## WHAT NEEDS TO BE DONE
Locate every line of the material that contains the word "glove" and copy each one in full.
..............................
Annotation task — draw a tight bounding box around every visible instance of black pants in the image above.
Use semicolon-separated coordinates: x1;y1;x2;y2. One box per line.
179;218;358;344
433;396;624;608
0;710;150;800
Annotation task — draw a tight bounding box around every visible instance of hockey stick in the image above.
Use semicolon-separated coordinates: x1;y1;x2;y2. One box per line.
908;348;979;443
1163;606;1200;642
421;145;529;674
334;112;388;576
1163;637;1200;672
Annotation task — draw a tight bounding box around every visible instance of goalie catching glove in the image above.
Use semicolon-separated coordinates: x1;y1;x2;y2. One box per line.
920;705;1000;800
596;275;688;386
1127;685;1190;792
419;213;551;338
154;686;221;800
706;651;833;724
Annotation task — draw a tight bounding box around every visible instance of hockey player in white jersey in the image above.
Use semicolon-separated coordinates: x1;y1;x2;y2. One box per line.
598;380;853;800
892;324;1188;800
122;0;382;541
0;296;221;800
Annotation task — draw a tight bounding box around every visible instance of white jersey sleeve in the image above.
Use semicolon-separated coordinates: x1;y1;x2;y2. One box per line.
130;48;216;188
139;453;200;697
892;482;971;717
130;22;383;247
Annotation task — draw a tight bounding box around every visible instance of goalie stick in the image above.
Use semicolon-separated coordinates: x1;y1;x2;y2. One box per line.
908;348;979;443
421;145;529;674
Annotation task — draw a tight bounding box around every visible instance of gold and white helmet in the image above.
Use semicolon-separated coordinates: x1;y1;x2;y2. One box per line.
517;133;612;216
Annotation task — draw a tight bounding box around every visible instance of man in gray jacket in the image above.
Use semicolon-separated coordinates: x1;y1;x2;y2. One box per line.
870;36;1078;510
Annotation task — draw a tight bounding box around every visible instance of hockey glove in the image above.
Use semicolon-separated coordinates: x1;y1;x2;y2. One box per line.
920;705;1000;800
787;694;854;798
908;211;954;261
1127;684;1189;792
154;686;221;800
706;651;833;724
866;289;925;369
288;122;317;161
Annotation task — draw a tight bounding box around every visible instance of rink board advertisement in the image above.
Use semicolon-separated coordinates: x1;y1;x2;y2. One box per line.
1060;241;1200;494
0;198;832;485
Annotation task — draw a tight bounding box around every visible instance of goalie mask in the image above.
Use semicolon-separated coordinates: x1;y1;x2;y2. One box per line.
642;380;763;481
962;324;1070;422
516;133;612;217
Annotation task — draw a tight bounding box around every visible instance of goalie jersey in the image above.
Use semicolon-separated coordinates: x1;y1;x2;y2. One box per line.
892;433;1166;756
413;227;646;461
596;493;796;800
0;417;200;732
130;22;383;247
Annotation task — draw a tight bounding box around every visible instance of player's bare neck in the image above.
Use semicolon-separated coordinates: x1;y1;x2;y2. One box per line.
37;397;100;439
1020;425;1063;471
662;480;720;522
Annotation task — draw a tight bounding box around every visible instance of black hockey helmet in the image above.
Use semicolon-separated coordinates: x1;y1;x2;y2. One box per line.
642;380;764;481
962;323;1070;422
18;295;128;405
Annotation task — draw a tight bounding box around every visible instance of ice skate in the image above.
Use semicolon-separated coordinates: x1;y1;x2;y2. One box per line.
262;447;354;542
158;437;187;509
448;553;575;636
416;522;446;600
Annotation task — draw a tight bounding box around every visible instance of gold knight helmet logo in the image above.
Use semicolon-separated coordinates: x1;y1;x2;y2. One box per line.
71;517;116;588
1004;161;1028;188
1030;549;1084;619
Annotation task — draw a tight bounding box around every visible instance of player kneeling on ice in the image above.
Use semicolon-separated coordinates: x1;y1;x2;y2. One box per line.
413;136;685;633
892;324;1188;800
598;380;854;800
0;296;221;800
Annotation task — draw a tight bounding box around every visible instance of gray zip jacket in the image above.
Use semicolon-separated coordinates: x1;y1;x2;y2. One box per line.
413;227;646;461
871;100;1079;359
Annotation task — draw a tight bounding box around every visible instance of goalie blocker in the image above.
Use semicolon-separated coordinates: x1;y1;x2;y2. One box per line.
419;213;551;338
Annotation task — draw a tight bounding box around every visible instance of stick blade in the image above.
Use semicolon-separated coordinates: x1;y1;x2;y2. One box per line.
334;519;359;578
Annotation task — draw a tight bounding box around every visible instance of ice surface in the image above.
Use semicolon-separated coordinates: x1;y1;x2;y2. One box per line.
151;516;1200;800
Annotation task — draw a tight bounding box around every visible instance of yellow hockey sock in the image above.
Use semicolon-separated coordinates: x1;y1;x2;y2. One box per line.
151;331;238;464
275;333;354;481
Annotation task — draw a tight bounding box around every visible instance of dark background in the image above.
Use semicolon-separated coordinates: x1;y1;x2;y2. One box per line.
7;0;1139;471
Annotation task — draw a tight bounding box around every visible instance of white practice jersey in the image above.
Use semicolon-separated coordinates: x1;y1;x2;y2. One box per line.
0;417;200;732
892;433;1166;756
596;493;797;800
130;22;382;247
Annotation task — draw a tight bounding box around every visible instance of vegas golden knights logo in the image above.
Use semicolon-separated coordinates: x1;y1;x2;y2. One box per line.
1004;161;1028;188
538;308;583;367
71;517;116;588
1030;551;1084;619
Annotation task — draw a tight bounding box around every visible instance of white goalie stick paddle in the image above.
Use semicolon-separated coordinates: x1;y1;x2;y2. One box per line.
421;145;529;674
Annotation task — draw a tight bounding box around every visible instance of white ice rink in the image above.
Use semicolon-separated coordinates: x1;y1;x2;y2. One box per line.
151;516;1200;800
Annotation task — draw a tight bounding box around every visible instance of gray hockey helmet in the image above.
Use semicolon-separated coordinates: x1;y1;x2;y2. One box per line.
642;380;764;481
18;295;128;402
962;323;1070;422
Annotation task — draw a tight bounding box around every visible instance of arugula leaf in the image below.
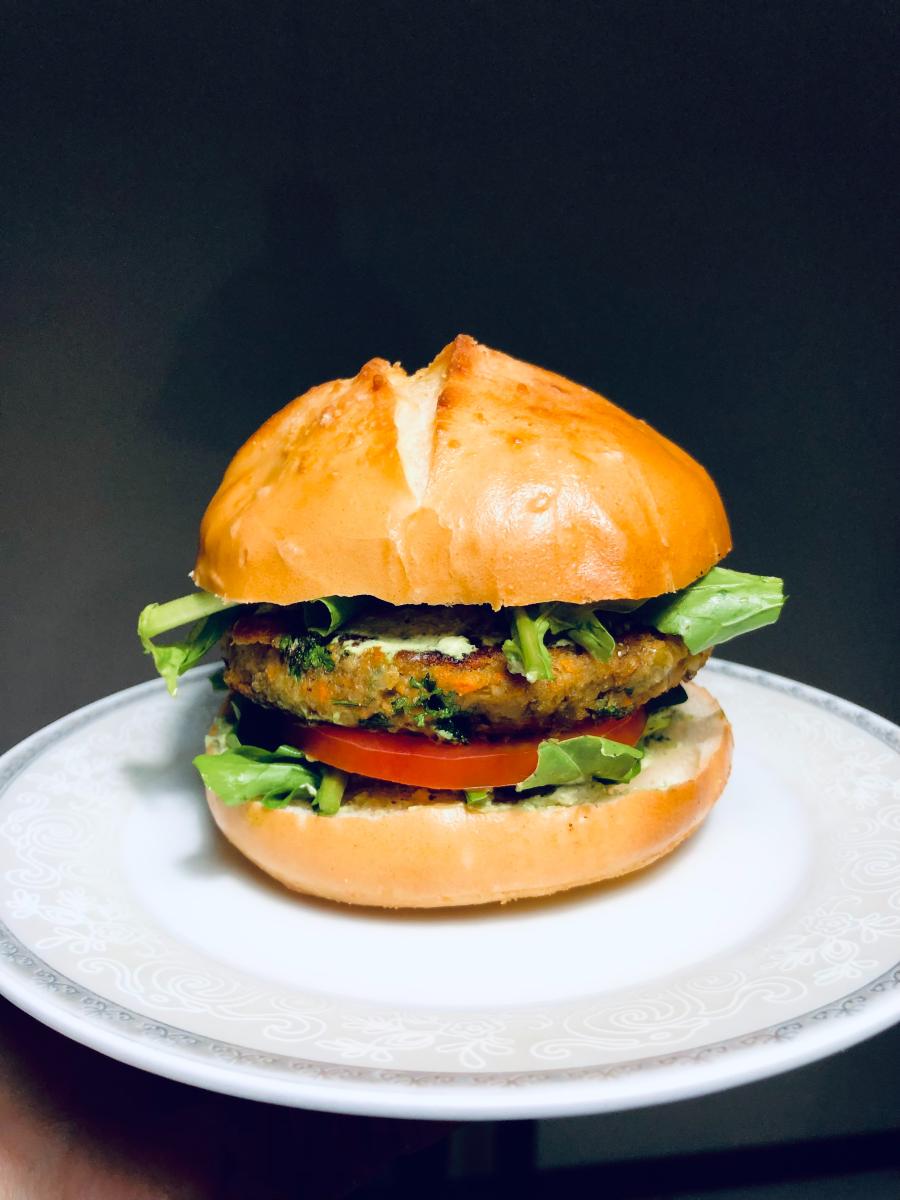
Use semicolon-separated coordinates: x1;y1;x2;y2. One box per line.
138;592;238;696
466;787;493;809
503;602;616;683
503;606;553;683
193;708;347;816
301;596;365;637
641;566;786;654
316;767;347;817
193;744;320;809
516;734;643;792
546;604;616;662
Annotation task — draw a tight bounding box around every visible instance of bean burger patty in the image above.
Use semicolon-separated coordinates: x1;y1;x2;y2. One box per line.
224;607;709;740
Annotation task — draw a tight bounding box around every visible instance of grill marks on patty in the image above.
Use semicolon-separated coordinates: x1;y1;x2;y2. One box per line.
224;610;709;740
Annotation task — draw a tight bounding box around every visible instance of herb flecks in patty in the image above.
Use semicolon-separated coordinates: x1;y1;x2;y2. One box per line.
220;611;709;740
277;634;335;676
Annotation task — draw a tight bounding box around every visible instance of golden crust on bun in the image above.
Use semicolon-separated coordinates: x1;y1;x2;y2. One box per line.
193;335;731;609
206;684;732;908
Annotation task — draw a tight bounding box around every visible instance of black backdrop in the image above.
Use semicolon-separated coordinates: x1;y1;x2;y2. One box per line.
0;0;899;743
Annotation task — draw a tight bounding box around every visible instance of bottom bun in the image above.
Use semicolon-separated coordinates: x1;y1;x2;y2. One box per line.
206;684;732;908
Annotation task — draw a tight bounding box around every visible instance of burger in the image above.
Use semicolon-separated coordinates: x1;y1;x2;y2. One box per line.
138;335;784;908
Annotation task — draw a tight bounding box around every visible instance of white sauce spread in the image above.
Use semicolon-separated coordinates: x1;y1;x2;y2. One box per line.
341;634;478;662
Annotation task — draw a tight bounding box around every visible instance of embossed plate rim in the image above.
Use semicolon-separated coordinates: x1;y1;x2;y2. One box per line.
0;660;900;1120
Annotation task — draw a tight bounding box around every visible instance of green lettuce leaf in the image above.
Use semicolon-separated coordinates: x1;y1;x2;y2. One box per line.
516;734;643;792
193;709;347;816
641;566;786;654
503;602;616;683
302;596;365;637
546;604;616;662
466;787;493;809
138;592;238;696
193;746;319;809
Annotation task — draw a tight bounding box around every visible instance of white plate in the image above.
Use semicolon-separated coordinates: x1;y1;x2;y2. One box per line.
0;661;900;1118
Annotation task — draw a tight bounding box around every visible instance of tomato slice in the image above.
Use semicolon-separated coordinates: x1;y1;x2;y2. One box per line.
284;708;647;791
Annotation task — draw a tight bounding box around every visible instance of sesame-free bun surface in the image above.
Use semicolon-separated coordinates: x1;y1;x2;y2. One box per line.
206;684;732;908
193;335;731;607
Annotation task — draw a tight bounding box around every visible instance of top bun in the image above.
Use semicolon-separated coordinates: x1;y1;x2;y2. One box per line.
193;335;731;607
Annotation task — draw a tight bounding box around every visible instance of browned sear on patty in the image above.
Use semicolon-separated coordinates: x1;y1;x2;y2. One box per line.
224;610;709;740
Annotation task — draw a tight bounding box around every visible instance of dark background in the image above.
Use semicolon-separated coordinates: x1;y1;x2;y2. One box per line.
0;0;900;1190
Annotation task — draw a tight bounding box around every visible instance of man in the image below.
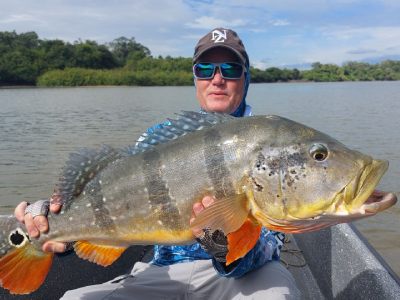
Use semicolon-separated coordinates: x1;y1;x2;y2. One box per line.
15;28;300;299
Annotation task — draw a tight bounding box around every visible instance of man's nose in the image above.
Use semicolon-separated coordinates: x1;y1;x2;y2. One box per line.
213;67;225;85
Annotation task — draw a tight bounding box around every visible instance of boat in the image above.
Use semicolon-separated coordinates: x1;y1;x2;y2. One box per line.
0;223;400;300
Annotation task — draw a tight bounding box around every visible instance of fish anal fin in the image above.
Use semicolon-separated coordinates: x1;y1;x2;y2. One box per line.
74;241;127;267
226;219;262;265
0;244;54;294
191;194;249;234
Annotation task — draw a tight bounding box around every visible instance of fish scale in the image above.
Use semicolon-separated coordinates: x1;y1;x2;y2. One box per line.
0;112;397;294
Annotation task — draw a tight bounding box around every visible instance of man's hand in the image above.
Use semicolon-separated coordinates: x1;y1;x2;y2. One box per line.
190;196;228;263
14;202;65;253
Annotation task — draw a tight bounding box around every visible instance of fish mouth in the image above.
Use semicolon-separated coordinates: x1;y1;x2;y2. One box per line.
332;159;397;217
254;159;397;233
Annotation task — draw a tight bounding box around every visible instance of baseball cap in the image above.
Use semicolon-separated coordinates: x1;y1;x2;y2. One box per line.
192;27;250;65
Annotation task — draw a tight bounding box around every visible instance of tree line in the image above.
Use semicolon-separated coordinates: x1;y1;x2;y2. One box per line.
0;31;400;86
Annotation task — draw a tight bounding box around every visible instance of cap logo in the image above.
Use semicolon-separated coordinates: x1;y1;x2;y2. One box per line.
211;30;226;43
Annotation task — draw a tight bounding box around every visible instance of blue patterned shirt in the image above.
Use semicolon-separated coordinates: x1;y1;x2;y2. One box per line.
139;105;285;277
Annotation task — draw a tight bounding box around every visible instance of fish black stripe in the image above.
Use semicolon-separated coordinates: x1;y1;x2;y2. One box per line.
143;149;180;229
86;180;116;230
204;128;235;199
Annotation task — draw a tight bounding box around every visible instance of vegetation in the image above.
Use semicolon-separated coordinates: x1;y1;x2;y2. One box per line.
301;60;400;81
0;31;400;86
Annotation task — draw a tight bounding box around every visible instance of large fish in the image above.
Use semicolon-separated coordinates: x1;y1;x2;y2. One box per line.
0;112;397;294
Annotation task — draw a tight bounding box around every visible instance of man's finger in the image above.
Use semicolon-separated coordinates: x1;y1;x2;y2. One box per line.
50;202;61;212
201;196;214;207
33;215;49;232
14;201;28;222
42;240;65;253
193;203;204;217
25;213;39;238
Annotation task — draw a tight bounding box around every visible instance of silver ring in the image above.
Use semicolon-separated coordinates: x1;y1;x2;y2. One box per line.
25;200;50;219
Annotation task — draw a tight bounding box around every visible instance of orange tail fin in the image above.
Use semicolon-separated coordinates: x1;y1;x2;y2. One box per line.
226;219;262;265
0;243;53;294
74;241;126;267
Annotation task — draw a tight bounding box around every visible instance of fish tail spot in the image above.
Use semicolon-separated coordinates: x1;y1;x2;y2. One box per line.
0;244;54;294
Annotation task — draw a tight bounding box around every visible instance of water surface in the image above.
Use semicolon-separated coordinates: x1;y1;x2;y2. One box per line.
0;82;400;275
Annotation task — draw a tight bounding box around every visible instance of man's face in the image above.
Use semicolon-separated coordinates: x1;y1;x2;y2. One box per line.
195;47;245;114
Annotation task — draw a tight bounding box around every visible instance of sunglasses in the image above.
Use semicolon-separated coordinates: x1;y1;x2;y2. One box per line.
193;62;247;79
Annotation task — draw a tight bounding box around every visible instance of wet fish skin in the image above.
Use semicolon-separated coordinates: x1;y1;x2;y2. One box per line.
0;112;396;293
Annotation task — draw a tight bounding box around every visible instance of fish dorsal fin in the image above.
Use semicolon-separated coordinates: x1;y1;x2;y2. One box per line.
51;145;128;204
126;110;235;155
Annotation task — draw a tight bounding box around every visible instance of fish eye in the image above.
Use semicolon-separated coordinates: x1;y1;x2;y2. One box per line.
310;144;328;161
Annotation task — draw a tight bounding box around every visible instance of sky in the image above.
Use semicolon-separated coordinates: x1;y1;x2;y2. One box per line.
0;0;400;70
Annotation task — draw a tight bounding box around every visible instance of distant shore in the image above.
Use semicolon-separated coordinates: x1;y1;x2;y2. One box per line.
0;79;398;89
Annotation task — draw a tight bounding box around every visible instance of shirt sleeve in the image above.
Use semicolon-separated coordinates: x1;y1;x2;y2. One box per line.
213;227;285;278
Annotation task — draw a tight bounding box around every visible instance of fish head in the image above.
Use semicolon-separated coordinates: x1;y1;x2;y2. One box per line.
248;118;397;233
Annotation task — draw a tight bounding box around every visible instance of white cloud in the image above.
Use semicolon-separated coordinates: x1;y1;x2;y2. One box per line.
185;16;246;30
0;14;43;23
272;20;290;26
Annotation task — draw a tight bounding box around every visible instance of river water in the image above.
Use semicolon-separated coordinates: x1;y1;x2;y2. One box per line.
0;82;400;276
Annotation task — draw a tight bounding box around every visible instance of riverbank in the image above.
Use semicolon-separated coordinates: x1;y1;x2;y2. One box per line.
0;79;400;89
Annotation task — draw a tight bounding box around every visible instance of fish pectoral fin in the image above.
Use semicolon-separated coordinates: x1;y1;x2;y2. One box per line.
..............................
## WRITTEN ANSWER
Annotation task — draw a tight bounding box around every visible instance of goalie catching glove in the image above.
Annotation task — draw a tight bounding box around every visible instance of hockey glove in the image above.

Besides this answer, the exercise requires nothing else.